TO DO:
• a. Translate the sentence "Her parents came to New Jersey from Colombia." from the actress profile below into Spanish.
• b. List every field label in the summary list at the top of the actress profile below.

EXTRACT:
+ + + + +

- Born: December 6, 1983 (age 42) New Jersey, U.S.
- Education: New York University
- Occupation: Actress
- Years active: 2010–present
- Notable credit: Carmen Diaz in Cobra Kai

= Vanessa Rubio =

American actress

Vanessa Rubio (born December 6, 1983) is an American actress known for her role as Carmen Diaz in the Netflix comedy-drama television series Cobra Kai.She is known as wife from Ricky Rubio.

==Early life==
Rubio was born in and grew up in New Jersey.

Her parents came to New Jersey from Colombia. After she graduated from New York University, she studied in a summer program at American Academy of Dramatic Arts in New York and decided to become an actress. She continued to study and work in different studios.

+ + + + +

DATA PROVIDED:
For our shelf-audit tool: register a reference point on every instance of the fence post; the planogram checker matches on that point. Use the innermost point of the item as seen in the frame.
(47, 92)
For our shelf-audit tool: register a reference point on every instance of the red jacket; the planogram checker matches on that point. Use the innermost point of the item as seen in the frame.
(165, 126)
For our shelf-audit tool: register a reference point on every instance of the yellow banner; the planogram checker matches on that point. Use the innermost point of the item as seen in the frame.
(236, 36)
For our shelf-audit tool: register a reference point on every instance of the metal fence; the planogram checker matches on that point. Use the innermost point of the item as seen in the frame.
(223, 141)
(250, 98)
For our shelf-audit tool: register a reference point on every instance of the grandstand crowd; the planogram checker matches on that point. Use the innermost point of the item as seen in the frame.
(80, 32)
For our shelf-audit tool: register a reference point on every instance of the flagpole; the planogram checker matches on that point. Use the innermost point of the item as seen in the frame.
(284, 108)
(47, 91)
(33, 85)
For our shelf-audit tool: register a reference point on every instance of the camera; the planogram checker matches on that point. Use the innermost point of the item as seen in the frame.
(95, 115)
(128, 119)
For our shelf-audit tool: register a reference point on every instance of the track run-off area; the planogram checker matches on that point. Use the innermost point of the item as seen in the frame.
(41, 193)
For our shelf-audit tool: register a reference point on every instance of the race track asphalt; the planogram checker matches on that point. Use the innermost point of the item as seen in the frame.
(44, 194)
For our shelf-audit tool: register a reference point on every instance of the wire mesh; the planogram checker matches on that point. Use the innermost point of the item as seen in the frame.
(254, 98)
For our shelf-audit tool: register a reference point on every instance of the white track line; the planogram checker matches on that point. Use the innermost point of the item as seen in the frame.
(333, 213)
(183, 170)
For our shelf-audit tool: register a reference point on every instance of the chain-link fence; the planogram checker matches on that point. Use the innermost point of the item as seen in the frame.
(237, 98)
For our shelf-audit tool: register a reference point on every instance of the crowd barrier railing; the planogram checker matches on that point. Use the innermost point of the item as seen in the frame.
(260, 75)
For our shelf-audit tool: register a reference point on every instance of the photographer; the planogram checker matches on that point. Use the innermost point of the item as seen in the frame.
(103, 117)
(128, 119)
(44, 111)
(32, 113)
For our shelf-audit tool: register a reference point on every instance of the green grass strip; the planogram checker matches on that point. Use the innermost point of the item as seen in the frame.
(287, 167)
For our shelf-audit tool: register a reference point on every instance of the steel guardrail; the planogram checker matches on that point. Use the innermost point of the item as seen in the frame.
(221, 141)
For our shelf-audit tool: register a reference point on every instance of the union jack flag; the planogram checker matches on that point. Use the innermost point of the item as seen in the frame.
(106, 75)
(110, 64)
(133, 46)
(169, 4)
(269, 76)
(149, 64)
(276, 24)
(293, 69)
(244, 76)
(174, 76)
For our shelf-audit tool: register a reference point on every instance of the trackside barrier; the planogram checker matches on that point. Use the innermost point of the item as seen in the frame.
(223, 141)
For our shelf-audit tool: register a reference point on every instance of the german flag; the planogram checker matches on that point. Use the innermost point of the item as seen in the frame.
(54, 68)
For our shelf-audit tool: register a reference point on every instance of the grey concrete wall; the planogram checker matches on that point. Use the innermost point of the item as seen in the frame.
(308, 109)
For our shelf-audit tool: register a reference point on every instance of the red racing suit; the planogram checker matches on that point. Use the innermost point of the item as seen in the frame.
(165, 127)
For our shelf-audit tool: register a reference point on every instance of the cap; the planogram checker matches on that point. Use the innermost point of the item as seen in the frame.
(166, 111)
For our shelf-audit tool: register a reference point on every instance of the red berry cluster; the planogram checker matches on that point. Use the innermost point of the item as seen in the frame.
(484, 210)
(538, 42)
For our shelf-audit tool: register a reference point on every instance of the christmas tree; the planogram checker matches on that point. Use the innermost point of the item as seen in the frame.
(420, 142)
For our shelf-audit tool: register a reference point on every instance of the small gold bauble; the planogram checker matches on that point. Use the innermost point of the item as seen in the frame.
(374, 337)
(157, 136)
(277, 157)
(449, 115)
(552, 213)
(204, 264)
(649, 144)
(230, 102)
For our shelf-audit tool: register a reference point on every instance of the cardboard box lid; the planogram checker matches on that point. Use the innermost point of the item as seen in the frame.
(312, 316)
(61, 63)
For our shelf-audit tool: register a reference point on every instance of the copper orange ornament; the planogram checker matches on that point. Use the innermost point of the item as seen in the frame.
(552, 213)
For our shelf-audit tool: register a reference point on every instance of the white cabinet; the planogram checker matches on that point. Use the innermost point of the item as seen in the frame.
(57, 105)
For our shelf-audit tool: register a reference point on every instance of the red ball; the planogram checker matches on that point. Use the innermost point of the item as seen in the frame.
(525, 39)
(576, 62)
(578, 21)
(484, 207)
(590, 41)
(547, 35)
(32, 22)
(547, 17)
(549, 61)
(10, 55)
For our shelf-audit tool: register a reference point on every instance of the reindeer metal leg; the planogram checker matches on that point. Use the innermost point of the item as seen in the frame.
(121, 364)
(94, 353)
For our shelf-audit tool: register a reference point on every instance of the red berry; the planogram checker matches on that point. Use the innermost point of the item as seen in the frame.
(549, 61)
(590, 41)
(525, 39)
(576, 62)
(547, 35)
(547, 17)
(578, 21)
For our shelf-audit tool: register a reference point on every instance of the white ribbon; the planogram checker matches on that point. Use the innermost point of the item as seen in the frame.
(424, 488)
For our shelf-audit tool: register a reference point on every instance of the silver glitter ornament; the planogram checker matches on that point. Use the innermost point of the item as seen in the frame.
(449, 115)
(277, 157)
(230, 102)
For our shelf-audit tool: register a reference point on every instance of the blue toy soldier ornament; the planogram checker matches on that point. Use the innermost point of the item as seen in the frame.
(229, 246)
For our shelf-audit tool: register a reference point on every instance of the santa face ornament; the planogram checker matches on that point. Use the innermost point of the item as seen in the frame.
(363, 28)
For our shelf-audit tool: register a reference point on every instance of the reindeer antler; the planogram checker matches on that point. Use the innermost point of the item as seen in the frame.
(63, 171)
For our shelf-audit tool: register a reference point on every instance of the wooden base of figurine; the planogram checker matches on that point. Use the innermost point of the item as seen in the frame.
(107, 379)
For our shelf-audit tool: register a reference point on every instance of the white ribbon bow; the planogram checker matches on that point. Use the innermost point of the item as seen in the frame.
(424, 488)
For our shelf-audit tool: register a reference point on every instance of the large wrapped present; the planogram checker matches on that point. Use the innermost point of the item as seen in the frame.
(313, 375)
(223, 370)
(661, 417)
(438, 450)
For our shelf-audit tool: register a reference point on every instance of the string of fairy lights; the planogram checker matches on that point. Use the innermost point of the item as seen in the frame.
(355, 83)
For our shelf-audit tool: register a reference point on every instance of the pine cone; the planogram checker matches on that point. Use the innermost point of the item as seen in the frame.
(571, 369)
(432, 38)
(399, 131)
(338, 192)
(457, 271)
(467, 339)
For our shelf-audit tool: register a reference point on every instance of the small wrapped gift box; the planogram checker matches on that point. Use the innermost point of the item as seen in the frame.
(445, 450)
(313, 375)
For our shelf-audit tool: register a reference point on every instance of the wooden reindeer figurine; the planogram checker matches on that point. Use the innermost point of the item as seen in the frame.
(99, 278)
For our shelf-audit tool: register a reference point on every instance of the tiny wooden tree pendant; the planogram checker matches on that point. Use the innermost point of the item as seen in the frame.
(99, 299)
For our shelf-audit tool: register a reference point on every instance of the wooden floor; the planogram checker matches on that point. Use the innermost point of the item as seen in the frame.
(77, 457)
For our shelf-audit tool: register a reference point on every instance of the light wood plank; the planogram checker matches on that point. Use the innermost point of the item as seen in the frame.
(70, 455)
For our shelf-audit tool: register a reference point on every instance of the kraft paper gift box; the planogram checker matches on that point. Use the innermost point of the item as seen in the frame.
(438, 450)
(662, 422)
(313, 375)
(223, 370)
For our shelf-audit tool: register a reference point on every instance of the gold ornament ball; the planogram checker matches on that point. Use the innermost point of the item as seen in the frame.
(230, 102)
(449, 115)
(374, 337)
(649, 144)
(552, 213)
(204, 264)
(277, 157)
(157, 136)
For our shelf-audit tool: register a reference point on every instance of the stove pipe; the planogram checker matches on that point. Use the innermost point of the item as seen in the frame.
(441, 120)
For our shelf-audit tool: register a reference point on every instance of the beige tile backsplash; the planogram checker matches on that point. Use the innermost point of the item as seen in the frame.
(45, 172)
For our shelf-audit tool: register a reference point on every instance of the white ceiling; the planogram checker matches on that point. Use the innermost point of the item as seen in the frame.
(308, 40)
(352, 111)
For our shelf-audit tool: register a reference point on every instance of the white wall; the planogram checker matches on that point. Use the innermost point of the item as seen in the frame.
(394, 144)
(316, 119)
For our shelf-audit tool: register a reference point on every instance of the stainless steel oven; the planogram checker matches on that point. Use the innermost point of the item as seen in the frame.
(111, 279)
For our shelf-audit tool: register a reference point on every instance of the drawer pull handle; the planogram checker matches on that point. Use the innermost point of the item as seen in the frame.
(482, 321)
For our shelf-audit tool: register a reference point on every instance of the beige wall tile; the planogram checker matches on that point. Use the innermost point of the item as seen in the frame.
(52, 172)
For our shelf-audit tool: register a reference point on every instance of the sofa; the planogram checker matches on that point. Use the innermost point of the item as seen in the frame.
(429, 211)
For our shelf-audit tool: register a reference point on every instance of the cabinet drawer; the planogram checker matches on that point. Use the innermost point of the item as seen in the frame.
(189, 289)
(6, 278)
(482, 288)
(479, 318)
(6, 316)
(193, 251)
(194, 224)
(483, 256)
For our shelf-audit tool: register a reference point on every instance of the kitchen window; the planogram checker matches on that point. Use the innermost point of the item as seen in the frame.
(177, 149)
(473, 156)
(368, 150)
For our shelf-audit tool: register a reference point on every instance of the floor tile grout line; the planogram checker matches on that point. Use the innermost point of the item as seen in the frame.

+ + + + +

OUTPUTS:
• a. Sus padres llegaron a Nueva Jersey desde Colombia.

• b. Born, Education, Occupation, Years active, Notable credit